◆ What needs to be done ◆
Output, with no changes, the span of lines that opens with the line containing "form [202, 88]." and closes with the last line.

[Data extracted from a collection]
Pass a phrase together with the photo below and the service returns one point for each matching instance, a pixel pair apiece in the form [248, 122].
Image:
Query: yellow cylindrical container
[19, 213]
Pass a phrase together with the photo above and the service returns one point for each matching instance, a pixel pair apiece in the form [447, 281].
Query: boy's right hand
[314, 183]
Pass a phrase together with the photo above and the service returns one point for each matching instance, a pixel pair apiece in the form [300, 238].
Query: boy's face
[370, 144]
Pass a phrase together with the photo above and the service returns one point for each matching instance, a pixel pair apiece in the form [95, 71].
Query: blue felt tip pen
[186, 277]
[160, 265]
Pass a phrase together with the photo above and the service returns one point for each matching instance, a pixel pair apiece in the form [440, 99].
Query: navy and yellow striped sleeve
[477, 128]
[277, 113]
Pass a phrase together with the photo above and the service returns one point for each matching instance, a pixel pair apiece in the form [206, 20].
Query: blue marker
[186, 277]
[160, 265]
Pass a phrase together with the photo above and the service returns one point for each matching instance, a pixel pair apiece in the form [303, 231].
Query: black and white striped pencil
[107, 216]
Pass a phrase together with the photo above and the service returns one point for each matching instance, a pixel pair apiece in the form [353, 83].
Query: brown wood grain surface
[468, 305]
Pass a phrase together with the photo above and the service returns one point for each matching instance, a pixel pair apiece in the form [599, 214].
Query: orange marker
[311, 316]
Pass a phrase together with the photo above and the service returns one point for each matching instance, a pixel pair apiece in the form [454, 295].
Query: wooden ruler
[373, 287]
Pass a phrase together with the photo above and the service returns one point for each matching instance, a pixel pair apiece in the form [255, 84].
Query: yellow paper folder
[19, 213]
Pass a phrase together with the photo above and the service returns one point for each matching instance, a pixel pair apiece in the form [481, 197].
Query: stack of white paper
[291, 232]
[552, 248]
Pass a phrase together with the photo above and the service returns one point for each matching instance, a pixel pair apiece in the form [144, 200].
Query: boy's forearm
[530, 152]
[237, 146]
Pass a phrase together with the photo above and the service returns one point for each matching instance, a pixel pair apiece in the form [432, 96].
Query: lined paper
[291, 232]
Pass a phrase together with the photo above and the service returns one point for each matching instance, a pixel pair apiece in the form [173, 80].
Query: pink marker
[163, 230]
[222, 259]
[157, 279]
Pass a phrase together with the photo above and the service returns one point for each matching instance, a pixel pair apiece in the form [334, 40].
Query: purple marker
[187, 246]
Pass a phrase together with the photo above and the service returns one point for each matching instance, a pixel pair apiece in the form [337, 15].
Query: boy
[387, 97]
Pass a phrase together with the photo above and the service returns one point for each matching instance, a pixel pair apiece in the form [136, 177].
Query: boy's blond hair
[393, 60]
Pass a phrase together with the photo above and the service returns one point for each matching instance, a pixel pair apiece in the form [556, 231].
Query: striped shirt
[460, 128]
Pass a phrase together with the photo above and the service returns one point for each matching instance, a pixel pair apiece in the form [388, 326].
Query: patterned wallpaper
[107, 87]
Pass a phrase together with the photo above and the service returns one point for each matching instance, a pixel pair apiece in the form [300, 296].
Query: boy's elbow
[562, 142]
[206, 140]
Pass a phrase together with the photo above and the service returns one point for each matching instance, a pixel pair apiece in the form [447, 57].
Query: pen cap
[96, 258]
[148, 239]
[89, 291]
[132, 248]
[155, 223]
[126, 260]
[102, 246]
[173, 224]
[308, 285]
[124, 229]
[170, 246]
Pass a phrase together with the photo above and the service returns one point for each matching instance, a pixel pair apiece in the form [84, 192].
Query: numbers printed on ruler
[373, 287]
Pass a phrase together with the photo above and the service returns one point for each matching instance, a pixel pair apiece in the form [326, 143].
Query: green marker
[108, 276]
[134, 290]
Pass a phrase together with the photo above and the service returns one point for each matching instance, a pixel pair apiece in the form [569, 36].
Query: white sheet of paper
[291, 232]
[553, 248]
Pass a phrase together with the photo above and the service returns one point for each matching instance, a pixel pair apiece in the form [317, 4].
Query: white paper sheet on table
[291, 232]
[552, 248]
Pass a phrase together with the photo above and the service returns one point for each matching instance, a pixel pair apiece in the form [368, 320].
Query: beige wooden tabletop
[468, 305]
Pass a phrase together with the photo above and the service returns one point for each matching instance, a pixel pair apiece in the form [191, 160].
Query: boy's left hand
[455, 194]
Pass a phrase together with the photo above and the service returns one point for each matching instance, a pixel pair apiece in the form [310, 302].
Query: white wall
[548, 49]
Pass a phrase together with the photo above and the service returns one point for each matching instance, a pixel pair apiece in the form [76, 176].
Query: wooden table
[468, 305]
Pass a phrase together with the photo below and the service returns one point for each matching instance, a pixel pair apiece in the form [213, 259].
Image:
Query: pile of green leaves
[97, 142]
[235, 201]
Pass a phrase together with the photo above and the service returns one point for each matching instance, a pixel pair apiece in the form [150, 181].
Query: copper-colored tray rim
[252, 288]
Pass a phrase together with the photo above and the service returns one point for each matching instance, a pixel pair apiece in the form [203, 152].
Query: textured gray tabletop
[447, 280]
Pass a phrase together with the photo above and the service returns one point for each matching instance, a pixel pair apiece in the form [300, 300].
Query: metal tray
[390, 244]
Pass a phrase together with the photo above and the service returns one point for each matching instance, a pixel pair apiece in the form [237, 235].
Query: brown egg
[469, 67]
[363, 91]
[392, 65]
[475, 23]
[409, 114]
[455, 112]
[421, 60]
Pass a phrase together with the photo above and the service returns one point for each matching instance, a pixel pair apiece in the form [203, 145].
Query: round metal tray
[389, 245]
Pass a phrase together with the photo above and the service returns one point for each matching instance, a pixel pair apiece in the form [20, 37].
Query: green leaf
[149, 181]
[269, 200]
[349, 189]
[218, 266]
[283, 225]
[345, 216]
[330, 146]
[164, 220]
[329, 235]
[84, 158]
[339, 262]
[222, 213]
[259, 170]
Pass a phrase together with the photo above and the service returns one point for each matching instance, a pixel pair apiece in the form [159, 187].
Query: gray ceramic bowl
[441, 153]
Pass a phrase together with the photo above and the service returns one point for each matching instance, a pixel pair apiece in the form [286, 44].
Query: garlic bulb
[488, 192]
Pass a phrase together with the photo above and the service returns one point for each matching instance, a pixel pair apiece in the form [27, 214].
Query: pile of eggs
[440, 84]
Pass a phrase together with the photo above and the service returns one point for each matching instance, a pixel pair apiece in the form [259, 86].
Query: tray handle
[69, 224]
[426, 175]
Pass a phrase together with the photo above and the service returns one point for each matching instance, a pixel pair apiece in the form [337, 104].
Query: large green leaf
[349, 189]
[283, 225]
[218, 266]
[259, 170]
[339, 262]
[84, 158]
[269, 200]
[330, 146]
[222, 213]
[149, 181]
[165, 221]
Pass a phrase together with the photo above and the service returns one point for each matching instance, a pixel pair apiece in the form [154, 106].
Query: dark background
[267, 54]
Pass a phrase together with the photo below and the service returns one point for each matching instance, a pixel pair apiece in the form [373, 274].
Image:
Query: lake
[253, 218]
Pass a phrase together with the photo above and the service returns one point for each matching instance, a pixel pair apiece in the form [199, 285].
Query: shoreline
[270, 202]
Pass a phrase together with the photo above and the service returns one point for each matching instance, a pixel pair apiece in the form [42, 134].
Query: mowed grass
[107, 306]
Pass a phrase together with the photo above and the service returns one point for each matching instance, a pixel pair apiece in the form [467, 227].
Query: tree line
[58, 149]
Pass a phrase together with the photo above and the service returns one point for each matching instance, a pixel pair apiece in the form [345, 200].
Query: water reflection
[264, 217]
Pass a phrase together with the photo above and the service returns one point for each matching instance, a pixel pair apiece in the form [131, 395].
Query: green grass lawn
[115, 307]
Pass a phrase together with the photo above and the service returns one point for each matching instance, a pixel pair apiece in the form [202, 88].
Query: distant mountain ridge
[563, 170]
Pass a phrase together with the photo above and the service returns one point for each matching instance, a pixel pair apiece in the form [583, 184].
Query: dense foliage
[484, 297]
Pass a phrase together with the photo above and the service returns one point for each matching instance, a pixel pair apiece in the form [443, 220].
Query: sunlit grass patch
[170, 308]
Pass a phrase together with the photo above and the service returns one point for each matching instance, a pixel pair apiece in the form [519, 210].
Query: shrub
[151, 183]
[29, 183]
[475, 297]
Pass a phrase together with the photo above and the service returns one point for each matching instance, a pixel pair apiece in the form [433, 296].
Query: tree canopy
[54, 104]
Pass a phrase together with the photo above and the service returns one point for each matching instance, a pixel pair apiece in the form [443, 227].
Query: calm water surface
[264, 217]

◆ Completed task ◆
Pass a phrase together with the photo above and the service returns one point for each matching instance, a pixel pair apiece in the form [202, 88].
Query: distant mountain ridge
[563, 170]
Pass a phrase together with the photo above and the service returns one point for each matching instance, a pixel pair apiece in the form [583, 184].
Query: dense foliage
[484, 297]
Pass a phrase together with the photo above and the service returns one point for each matching instance, a pixel pair apiece in the form [443, 220].
Query: sunlit grass patch
[170, 308]
Pass a phrase together with the photo above and the service returns one point for each matching instance, a pixel pair apiece in the form [519, 210].
Query: shrub
[151, 183]
[29, 183]
[475, 297]
Pass a phrase together with the photo above and the service returns one point for each matching instance, a pixel pair apiece in the form [433, 296].
Query: tree canopy
[54, 104]
Pass a phrase together with the photo above and the service returns one point for each matching instance, a pixel pair apiece in the form [443, 227].
Query: calm water surface
[264, 217]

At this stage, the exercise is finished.